# Imports and Setup

In [None]:
from pathlib import Path
import sys
import yaml
import joblib
import warnings
import shap
import pandas as pd
from matplotlib import pyplot as plt
from IPython.display import display, Markdown

ROOT = Path().resolve().parent
SAVE_DIR = ROOT / "saved"
sys.path.append(str(ROOT))

with open("../config.yaml", "r") as f:
    config = yaml.safe_load(f)

label = config["general"]["label"]
value_mappings = config["preprocessing"]["value_mappings"]
primary_metric = config["general"]["primary_metric"]

from utils.utils import (
    evaluate_pipeline,
    summarize_model_results,
    cleaning_pipeline,
    preprocessor
)

X = joblib.load(SAVE_DIR / "X.pkl")
X_train = joblib.load(SAVE_DIR / "X_train.pkl")
y_train = joblib.load(SAVE_DIR / "y_train.pkl")
X_test = joblib.load(SAVE_DIR / "X_test.pkl")

--------------------

» **Exercise set**
• A. In the imports and setup code, which file is the configuration read from?
• B. Please pick up the imports and setup code from its last line and continue it.
The lines that come next are from a different source.

» **Material provided**
--------------------

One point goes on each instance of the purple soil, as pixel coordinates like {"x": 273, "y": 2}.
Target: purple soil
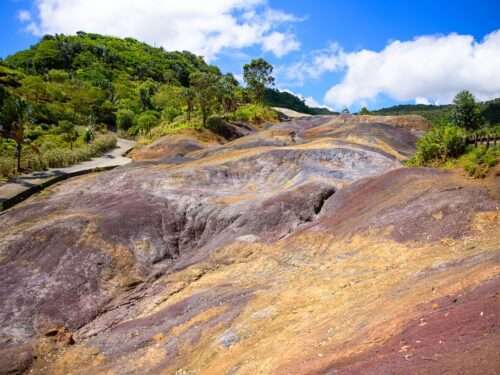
{"x": 454, "y": 335}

--------------------

» **Answers for the exercise**
• A. ../config.yaml

• B.
y_test = joblib.load(SAVE_DIR / "y_test.pkl")
X_val = joblib.load(SAVE_DIR / "X_val.pkl")
y_val = joblib.load(SAVE_DIR / "y_val.pkl")


X_train_cleaned = cleaning_pipeline.fit_transform(X_train)
y_train = y_train.reset_index(drop=True)
X_train_preprocessed = pd.DataFrame(
    preprocessor.fit_transform(X_train_cleaned, y_train),
    columns=preprocessor.get_feature_names_out()
)


# from imblearn.under_sampling import RandomUnderSampler
# rus = RandomUnderSampler(sampling_strategy=0.5, random_state=42)
# X_train_preprocessed, y_train = rus.fit_resample(X_train_preprocessed, y_train)

# from imblearn.combine import SMOTEENN
# sampler = SMOTEENN(sampling_strategy=0.5, random_state=42)
# X_train_preprocessed, y_train = sampler.fit_resample(X_train_preprocessed, y_train)


X_test_cleaned = cleaning_pipeline.transform(X_test)
X_test_preprocessed = pd.DataFrame(
    preprocessor.transform(X_test_cleaned),
    columns=preprocessor.get_feature_names_out()
)

X_val_cleaned = cleaning_pipeline.transform(X_val)
X_val_preprocessed = pd.DataFrame(
    preprocessor.transform(X_val_cleaned),
    columns=preprocessor.get_feature_names_out()
)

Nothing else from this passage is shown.